## Goal of the exercise
Write out every item below as a JSON list of strings, with one string per line. Skip blank lines and leave the pictures out.

## Input
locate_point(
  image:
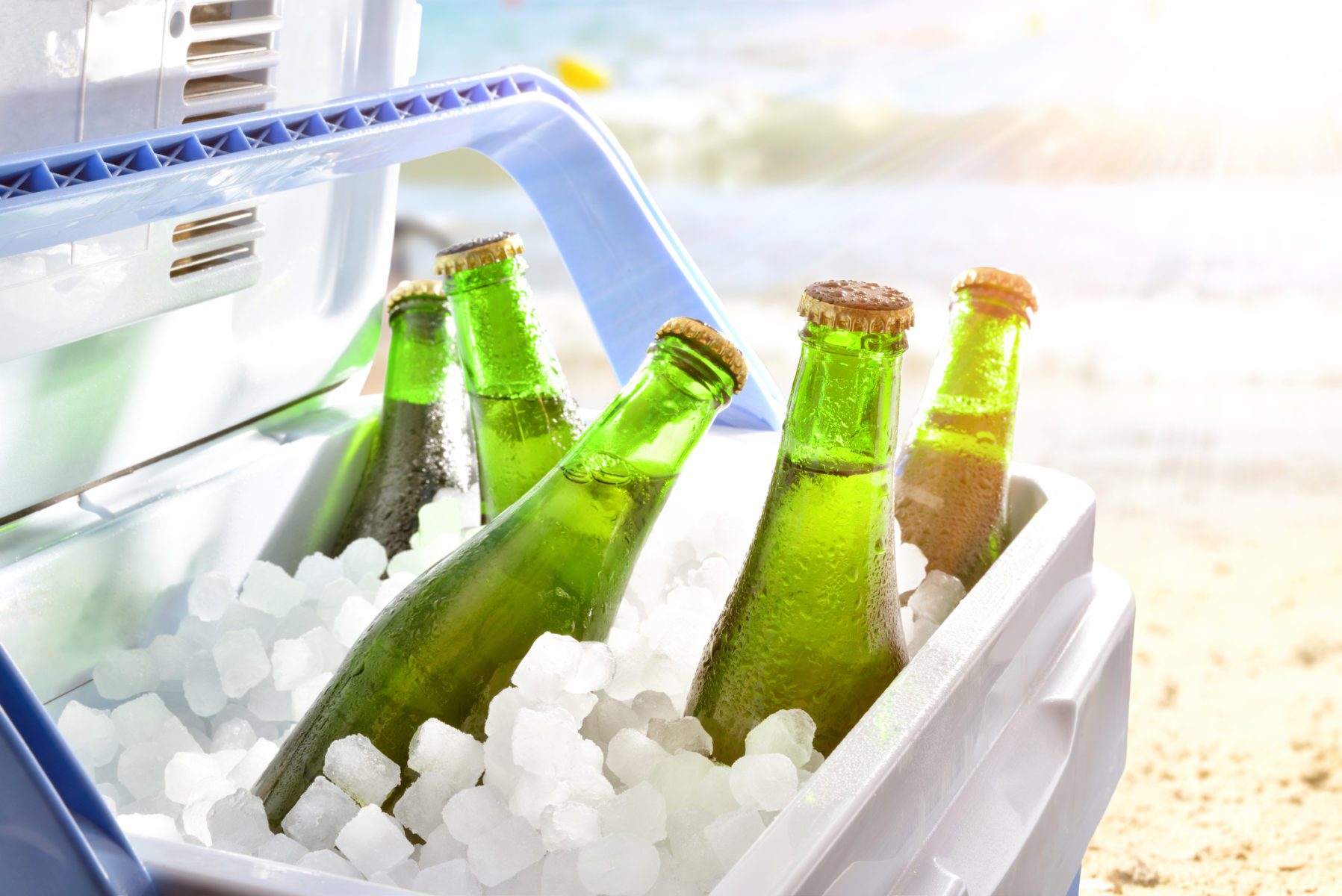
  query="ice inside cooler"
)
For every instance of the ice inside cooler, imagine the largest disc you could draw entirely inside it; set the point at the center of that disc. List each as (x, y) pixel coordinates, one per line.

## Finished exercise
[
  "locate_point(",
  "  image:",
  "  query=\"ice inside cooler\"",
  ")",
  "For every instance of the ice inside cooler, imagine the largest disc you could draw entirely inside it; set the point at the center of that disc. List each as (x, y) pixel coordinates, one per line."
]